-- EXERCISE OBJECTIVE --
A word-for-word copy of the listing, free of images, is the expected answer.

-- DATA TO USE --
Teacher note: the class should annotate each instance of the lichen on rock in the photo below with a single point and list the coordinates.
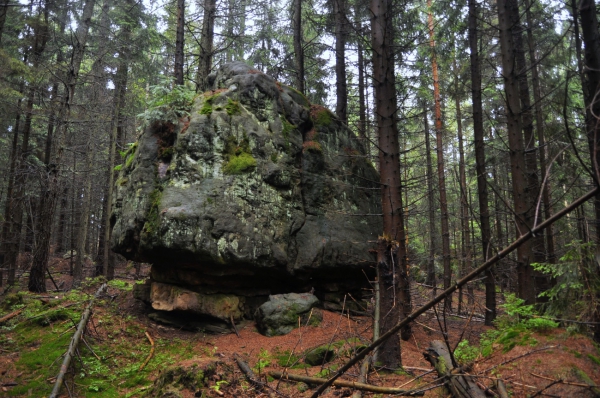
(254, 194)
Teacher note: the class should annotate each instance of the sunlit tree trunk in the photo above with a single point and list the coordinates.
(206, 44)
(341, 108)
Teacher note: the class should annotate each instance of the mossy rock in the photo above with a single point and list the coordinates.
(190, 375)
(281, 313)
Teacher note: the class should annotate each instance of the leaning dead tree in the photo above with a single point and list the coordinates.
(85, 317)
(446, 293)
(460, 386)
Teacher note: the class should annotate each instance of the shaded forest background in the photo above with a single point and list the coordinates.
(492, 108)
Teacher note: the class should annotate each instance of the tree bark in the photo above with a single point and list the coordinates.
(478, 134)
(179, 43)
(298, 46)
(539, 124)
(16, 200)
(341, 87)
(591, 40)
(431, 280)
(391, 253)
(206, 45)
(507, 9)
(439, 133)
(121, 81)
(464, 201)
(3, 12)
(37, 282)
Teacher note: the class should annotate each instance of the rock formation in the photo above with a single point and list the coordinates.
(257, 192)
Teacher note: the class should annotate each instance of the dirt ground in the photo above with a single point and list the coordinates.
(550, 364)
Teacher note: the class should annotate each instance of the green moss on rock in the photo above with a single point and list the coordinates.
(239, 164)
(232, 107)
(153, 217)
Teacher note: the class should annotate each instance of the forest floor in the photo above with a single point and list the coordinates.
(554, 362)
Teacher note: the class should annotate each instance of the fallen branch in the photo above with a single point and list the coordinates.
(460, 386)
(10, 316)
(446, 293)
(344, 383)
(151, 352)
(518, 357)
(75, 342)
(247, 371)
(593, 387)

-- RESPONSE AREA --
Teacher note: the class should annotate each instance of the lichen on rock in the photo below with a single point and list the coordinates.
(254, 194)
Teacher note: the class should annotate each instance of the sunlit tree trunk in the photo above with a single point and list the coordinates.
(206, 44)
(341, 108)
Teacher note: the class should annotate each instance of the mossy rock in the photo above with a single point and list the coordinates.
(190, 375)
(281, 313)
Teacher note: the class should annotate each instance of the leaning dead tree in the photo above with a single point and list the coordinates.
(85, 317)
(446, 293)
(460, 386)
Teacher note: the class should annotate each instance of the shaded forest background in the photo above with a single point and list the coordinates.
(492, 108)
Teacher note: the class should annotate each instance of the tree bark in the photo above with a single point and list the coordinates.
(478, 134)
(179, 43)
(298, 46)
(539, 124)
(16, 200)
(341, 87)
(591, 40)
(431, 280)
(391, 253)
(206, 45)
(507, 9)
(439, 133)
(121, 81)
(464, 201)
(3, 12)
(37, 282)
Teacher note: the class should annotate each instance of the rock formation in the photo above with a single point and list the coordinates.
(257, 192)
Teacher note: the class should annotate each instance of the dirt ground in the photo above with a single point and list the coordinates.
(550, 364)
Teacher note: the class should annotate each instance of the green moss on rock in the photo above with a single point and list the coordinates.
(239, 164)
(232, 107)
(153, 217)
Teacher note: the class should annotate each instance of the forest floor in the photo above with a single point and list the coordinates.
(554, 362)
Teacher note: the class should annotate each instance of the fallen branch in the photo above with a single point and list the coordinates.
(460, 386)
(10, 316)
(446, 293)
(344, 383)
(151, 352)
(518, 357)
(75, 342)
(247, 371)
(593, 387)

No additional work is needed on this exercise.